__Extract to read__:
|---|
Oral penicillin twice daily is typically used for antibiotic therapy after splenectomy and before procedures (levofloxacin [Levaquin] can be used in penicillin-allergic patients). If an asplenic patient develops a fever but does not appear ill, immediate administration of ceftriaxone (Rocephin) is recommended. Patients who appear ill or who have laboratory results consistent with infection should be treated with cefepime and vancomycin (adults). Asplenic patients should be prescribed an emergency oral dose of antibiotics to take in the case of a fever if they are unable to get to a medical facility that can administer intravenous antibiotics within two hours. Amoxicillin or levofloxacin (if penicillin allergic) are the preferred agents.25
Vaccination against Streptococcus pneumoniae, Neisseria meningitidis, Haemophilus influenzae type b, and influenza virus lowers the risk of infections.24 A dose of 13-valent pneumococcal conjugate vaccine followed by 23-valent pneumococcal polysaccharide (PPSV23) vaccine eight weeks later, H. influenzae type b conjugate vaccination, and MenACWY should be given at least two weeks before planned splenectomy if the patient has not been previously vaccinated with an age-appropriate regimen. Booster doses of PPSV23 and MenACWY will be needed (see https://www.cdc.gov/vaccines/schedules/hcp/imz/adult.html for more information). If the splenectomy was emergent, see https://www.cdc.gov/vaccines/adults/rec-vac/health-conditions/asplenia.html for the vaccine schedule. All patients with functional asplenia should receive the inactivated flu vaccine yearly.
Acute infections, anemia, and splenic rupture are the most common complications of splenomegaly.2 Any trauma to an enlarged spleen carries the risk of rupture with significant blood loss. Up to one in every 200 cases of infectious mononucleosis is complicated by splenic rupture, highlighting the importance of counseling young and active patients.26 Current recommendations are to restrict contact activity for at least 21 days after symptom onset, regardless of a palpated spleen on examination.26 A small retrospective study of 42 cases shows that a significant number of ruptures occur between days 21 and 31, suggesting that return-to-play guidelines may need to be extended to 31 days.27 It is important to note that splenic rupture has been reported beyond even this cutoff.26,27 For this reason, in cases where splenomegaly was diagnosed at mononucleosis presentation, a follow-up examination after 31 days is suggested to ensure that the spleen is no longer palpable and for return-to-play shared decision-making.27 A risk of atraumatic splenic rupture also occurs in patients with underlying splenic pathology; this occurs most commonly with malignancies and infectious processes.9 Although return-to-play guidelines do not exist for splenomegaly, it would be prudent to recommend avoidance of strenuous activity or participation in contact sports in patients with any spleen pathology, including splenomegaly.
Data Sources: A Search of PubMed was completed using the key terms spleen, splenomegaly, enlarged spleen, and massive splenomegaly. The Cochrane Database of Systematic Reviews and the Essential Evidence Plus summary were also searched. Only references published in English were reviewed. Search dates were 2000 to 2020, with an expansion to 1990 to 2000 for a few additional studies. Search dates: April 2020 through February 2021.
|---|
__Input data__:
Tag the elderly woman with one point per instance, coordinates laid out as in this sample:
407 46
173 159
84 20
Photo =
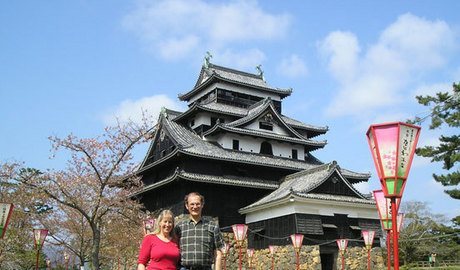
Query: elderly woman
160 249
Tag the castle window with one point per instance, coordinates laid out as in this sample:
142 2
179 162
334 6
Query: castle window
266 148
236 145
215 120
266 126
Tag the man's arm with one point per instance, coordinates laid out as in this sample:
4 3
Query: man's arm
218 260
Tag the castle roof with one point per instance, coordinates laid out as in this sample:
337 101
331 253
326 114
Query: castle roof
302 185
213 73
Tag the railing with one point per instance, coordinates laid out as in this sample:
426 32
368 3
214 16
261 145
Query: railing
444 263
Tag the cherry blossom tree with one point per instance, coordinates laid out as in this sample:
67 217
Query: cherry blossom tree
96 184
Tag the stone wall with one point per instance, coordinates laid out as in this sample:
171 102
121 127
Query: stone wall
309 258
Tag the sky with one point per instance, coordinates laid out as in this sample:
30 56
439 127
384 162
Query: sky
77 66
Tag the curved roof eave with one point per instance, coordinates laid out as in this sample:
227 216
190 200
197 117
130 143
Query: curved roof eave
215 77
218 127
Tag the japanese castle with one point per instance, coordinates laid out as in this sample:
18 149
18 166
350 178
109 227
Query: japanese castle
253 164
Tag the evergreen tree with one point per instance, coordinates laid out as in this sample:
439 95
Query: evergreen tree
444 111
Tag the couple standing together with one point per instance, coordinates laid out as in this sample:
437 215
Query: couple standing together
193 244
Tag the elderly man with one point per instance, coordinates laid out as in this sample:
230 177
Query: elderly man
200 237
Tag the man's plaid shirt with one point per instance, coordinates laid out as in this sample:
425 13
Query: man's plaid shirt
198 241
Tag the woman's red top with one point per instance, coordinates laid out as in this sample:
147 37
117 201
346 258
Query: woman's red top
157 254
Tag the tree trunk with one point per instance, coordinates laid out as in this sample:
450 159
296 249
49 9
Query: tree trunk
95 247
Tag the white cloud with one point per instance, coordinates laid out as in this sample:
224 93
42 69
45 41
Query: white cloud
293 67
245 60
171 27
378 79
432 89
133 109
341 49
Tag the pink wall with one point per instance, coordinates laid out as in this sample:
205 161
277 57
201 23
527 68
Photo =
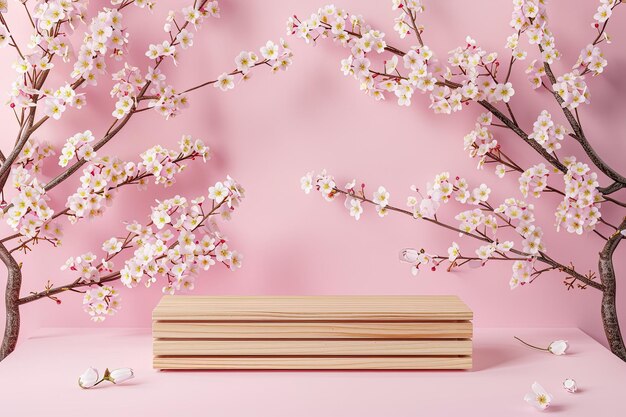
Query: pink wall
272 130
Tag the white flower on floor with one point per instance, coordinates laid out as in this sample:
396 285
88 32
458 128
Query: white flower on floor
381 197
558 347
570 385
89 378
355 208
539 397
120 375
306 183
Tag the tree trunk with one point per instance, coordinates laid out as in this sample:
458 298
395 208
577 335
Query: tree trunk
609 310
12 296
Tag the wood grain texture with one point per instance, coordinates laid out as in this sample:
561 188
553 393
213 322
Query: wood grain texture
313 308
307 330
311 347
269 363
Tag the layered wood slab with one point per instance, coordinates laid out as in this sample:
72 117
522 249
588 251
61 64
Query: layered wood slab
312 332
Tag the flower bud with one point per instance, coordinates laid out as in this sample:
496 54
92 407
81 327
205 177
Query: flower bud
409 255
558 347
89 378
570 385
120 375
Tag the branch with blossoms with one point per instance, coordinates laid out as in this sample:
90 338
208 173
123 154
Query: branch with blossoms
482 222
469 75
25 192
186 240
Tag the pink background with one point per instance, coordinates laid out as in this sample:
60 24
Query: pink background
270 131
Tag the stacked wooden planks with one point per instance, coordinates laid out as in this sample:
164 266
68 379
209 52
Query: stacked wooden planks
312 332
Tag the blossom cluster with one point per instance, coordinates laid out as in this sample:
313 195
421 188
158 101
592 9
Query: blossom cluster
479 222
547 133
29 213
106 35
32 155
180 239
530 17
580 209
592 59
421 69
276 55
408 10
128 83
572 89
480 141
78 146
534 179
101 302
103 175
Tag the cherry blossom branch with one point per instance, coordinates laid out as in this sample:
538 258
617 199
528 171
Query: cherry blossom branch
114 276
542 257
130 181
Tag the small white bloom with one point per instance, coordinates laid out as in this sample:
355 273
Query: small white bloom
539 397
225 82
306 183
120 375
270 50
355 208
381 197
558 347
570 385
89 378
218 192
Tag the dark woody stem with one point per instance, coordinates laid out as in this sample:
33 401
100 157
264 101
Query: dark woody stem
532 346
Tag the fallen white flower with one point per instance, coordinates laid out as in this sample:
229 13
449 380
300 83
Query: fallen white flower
|---|
__Problem requirements__: Using the spleen text, explain in one to three sentences why return-to-play guidelines after infectious mononucleosis may need to be extended to 31 days.

__Completed exercise__: A small retrospective study of 42 cases showed that a significant number of splenic ruptures occur between days 21 and 31. That falls after the current minimum restriction on contact activity of 21 days from symptom onset.